Job item — Restate the entries word for word and skip every image.

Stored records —
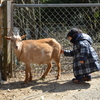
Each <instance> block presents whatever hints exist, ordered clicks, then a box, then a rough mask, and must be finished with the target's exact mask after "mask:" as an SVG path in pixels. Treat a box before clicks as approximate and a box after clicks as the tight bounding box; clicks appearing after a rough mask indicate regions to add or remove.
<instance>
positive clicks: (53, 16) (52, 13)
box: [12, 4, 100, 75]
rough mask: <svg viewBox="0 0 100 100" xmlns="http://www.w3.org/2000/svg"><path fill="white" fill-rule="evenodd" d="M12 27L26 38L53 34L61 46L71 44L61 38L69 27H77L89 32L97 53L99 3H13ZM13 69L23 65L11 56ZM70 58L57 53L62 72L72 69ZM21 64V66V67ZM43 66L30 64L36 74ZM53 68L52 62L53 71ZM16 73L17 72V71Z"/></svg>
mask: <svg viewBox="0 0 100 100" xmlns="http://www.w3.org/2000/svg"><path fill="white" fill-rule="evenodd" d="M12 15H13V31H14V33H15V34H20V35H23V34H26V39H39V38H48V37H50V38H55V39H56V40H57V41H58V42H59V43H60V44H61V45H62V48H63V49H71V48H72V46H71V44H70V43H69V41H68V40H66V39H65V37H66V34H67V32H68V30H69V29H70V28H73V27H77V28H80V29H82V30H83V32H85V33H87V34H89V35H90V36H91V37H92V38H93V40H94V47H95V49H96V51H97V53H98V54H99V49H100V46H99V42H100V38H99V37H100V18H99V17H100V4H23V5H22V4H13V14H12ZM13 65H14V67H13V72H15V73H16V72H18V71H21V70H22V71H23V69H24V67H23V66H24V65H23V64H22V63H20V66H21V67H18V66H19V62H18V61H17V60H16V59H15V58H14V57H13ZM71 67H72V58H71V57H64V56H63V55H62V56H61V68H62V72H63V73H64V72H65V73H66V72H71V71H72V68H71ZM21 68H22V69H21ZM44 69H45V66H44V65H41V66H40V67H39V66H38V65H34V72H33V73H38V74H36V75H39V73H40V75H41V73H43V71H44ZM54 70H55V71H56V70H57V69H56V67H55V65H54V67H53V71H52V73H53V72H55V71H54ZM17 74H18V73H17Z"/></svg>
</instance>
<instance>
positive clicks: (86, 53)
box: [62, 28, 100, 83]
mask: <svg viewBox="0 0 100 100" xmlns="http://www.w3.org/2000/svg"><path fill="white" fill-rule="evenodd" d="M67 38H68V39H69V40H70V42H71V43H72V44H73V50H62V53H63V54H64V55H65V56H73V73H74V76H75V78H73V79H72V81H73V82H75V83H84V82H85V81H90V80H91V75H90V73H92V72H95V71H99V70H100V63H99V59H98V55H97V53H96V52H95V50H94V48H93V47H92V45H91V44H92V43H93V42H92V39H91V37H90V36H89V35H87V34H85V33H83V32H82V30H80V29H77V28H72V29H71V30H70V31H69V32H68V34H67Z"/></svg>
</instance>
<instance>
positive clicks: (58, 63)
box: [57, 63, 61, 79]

Answer to this task —
Each <instance> block presents whatever hints exist, ordered clicks, then a box, then a rough mask, and must be finished with the target's exact mask after "mask:" as an SVG path in pixels. Treat a box before clicks as approximate and a box after clicks as the tight bounding box; clicks appearing after a rough mask indicate regions to add or remove.
<instance>
positive clicks: (53, 16) (52, 13)
box: [12, 4, 100, 75]
rough mask: <svg viewBox="0 0 100 100" xmlns="http://www.w3.org/2000/svg"><path fill="white" fill-rule="evenodd" d="M12 27L26 38L53 34L61 46L71 44L61 38L69 27H77L89 32L97 53L99 3H13ZM13 69L23 65L11 56ZM70 58L57 53L62 72L72 69ZM21 64V66V67ZM43 66L30 64L36 74ZM53 68L52 62L53 71ZM16 73L17 72V71Z"/></svg>
mask: <svg viewBox="0 0 100 100" xmlns="http://www.w3.org/2000/svg"><path fill="white" fill-rule="evenodd" d="M12 15H13V31H14V33H15V34H20V35H23V34H26V39H39V38H48V37H50V38H55V39H56V40H57V41H58V42H59V43H60V44H61V45H62V48H63V49H71V48H72V46H71V44H70V43H69V41H68V40H66V39H65V37H66V34H67V32H68V30H69V29H70V28H73V27H77V28H80V29H82V30H83V32H85V33H87V34H89V35H90V36H91V37H92V38H93V40H94V47H95V49H96V51H97V53H98V54H99V49H100V46H99V42H100V38H99V37H100V18H99V17H100V4H23V5H22V4H13V14H12ZM13 65H14V67H13V72H15V73H16V72H18V71H21V70H22V71H23V69H24V67H23V66H24V65H23V64H22V63H20V66H21V67H18V66H19V62H18V61H17V60H16V59H15V58H14V57H13ZM71 67H72V58H71V57H64V56H63V55H62V56H61V68H62V72H63V73H64V72H65V73H66V72H71V71H72V68H71ZM21 68H22V69H21ZM44 69H45V66H44V65H41V66H40V67H39V66H38V65H34V72H33V73H38V74H36V75H39V73H40V75H41V73H43V71H44ZM54 70H55V71H56V70H57V69H56V67H55V65H54V67H53V71H52V73H53V72H55V71H54ZM17 74H18V73H17Z"/></svg>
</instance>
<instance>
positive clicks: (86, 53)
box: [62, 28, 100, 83]
mask: <svg viewBox="0 0 100 100" xmlns="http://www.w3.org/2000/svg"><path fill="white" fill-rule="evenodd" d="M67 38H68V39H69V40H70V42H71V43H72V44H73V50H62V53H63V54H64V55H65V56H73V73H74V76H75V78H73V79H72V81H73V82H75V83H84V82H85V81H90V80H91V75H90V73H92V72H95V71H99V70H100V63H99V59H98V55H97V53H96V52H95V50H94V48H93V47H92V45H91V44H92V43H93V42H92V39H91V37H90V36H89V35H87V34H85V33H83V32H82V30H80V29H77V28H72V29H71V30H70V31H69V32H68V34H67Z"/></svg>
</instance>
<instance>
positive clicks: (58, 63)
box: [57, 63, 61, 79]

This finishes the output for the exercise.